### Zitierter Text
Dienstag, 11. Mai 2010

Es ist die Erwartung, und nicht die Spekulation!


Das Wort "Spekulation" entstammt ironischerweise der griechischen Sprache und bedeutet sinngemäß,

" etwas aus der Ferne zu erspähen".

Wer sich in diesem Sinne Gedanken über die Zukunft griechischer Staatsanleihen macht, bildet Erwartungen. Diese rational oder irrational gebildeten Erwartungen führen an den Finanzmärkten dazu, dass die Akteure entweder Wertpapiere bzw. Derivate kaufen, weil sie steigende Kurse erwarten, oder verkaufen, d.h. auf Baisse wetten.

Es gab Zeiten, in denen gehörte die zielgerichtete Beeinflussung dieser Erwartungsbildung zu der vornehmsten Aufgabe  von Zentralbanken. Der Erfolg geldpolitischer Strategien ruht nämlich auf drei Säulen:

  • Glaubwürdigkeit,
  • Selbstdisziplin und
  • Vorhersehbarkeit.
Zur Vorhersehbarkeit:

Die EZB gibt ihre geldpolitische Strategie bekannt und veröffentlicht ihre regelmäßige Einschätzung der wirtschaftlichen Entwicklung. Dies hilft den Märkten, die systematischen Reaktionsmuster der Geldpolitik auf wirtschaftliche Entwicklungen und Schocks zu verstehen. Dadurch werden geldpolitische Maßnahmen für die Märkte mittelfristig leichter vorhersehbar. Somit wird eine effizientere und korrektere Erwartungsbildung am Markt gefördert.

(EZB zur Transparenz)

Entsprechendes gilt für die Währungspolitik

Ebenso wie in der Geld- und Währungspolitik hängt der Erfolg fiskal- und wirtschaftspolitischer Maßnahmen von der Erwartungsbildung bei den Wirtschaftssubjekten ab. Im Falle Griechenlands wurden  durch eine hohe Verschuldung des Staates sowie durch eine offenbar gewordene Krise der Institutionen (ungerechtes Steuersystem, Korruption etc.) bezüglich der Solvenz Griechenlands negative Erwartungen gebildet. 
 
Die europäische Politik hat im Grunde unterschätzt, welche "Macht" von Erwartungen ausgeht. Die dadurch ausgelösten Marktentwicklungen, wie ein sprunghaftes Steigen und Sinken der Renditen griechischer Staatsanleihen, führen dazu, dass der Markt die Politik vor sich hertreibt.

Nur eine nachhaltige und damit glaubwürdige, stabilitätsorientierte Politik schafft die Basis für die richtigen Erwartungen der Wirtschaftssubjekte, damit für Sicherheit und so für Investitionen, Wachstum und Beschäftigung. Monetäre Stabilität wirkt für eine Volkswirtschaft wohlfahrtserhöhend, weil erst über die damit verbundene Stabilisierung von Erwartungen, Kalkulationsgrundlagen und Handlungen langfristig orientiertes Wirtschaften ermöglichen.

### Extrahierte Datensätze
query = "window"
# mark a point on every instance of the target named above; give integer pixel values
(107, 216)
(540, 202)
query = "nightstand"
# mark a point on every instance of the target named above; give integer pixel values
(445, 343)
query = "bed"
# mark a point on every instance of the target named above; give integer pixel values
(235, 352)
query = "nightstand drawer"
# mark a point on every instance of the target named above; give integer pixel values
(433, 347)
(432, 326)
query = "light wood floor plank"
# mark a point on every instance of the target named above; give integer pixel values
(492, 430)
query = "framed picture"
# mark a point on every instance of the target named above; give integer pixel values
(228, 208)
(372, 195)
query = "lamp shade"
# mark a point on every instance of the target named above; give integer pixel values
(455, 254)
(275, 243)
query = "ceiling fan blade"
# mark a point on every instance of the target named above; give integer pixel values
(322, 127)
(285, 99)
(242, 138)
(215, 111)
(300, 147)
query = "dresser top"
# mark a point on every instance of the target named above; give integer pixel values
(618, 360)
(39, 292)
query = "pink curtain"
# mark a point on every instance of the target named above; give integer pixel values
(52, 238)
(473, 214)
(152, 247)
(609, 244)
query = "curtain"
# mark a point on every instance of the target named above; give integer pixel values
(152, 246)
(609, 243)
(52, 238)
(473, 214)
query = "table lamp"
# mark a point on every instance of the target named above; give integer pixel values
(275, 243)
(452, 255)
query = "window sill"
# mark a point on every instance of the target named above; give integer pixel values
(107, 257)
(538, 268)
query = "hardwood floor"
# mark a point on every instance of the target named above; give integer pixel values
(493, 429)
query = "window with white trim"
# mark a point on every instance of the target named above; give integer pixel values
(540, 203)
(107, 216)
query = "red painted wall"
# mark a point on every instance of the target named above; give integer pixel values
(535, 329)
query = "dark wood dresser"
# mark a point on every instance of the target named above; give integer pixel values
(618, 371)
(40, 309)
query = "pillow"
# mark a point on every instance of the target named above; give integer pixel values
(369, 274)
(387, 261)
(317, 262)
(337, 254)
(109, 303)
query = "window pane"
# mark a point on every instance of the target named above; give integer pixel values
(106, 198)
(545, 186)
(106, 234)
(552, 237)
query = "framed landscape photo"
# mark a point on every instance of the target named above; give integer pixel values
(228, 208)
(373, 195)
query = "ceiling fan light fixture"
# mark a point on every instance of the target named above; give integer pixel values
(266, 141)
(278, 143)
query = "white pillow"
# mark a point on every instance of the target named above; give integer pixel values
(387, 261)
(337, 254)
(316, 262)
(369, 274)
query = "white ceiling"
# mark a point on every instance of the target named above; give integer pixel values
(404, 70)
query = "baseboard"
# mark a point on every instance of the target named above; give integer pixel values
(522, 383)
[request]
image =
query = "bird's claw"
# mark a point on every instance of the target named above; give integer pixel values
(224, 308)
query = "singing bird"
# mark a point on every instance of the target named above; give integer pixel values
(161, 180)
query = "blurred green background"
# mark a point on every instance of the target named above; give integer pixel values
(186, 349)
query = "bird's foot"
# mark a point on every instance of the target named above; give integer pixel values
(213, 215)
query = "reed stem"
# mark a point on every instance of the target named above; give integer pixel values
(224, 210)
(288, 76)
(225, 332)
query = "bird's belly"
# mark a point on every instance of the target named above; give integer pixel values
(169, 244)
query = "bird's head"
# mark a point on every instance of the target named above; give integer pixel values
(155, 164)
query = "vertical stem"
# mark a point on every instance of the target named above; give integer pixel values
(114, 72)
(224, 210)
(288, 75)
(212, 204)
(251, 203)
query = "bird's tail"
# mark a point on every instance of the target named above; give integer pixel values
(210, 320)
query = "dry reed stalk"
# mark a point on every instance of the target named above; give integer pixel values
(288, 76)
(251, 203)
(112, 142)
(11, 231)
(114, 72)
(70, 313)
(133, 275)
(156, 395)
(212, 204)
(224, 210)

### Aufgabe 1
Auf welchen drei Säulen ruht nach dem zitierten Text der Erfolg geldpolitischer Strategien?
### Aufgabe 2
Erläutern Sie anhand des zitierten Textes, weshalb die EZB ihre geldpolitische Strategie und ihre regelmäßige Einschätzung der wirtschaftlichen Entwicklung veröffentlicht.
Die Datensätze werden zur Bearbeitung nicht benötigt.

### Vollständige Lösung 1
Auf Glaubwürdigkeit, Selbstdisziplin und Vorhersehbarkeit.

### Vollständige Lösung 2
Die Veröffentlichung hilft den Märkten, die systematischen Reaktionsmuster der Geldpolitik auf wirtschaftliche Entwicklungen und Schocks zu verstehen. Dadurch werden geldpolitische Maßnahmen mittelfristig leichter vorhersehbar. Das fördert eine effizientere und korrektere Erwartungsbildung am Markt.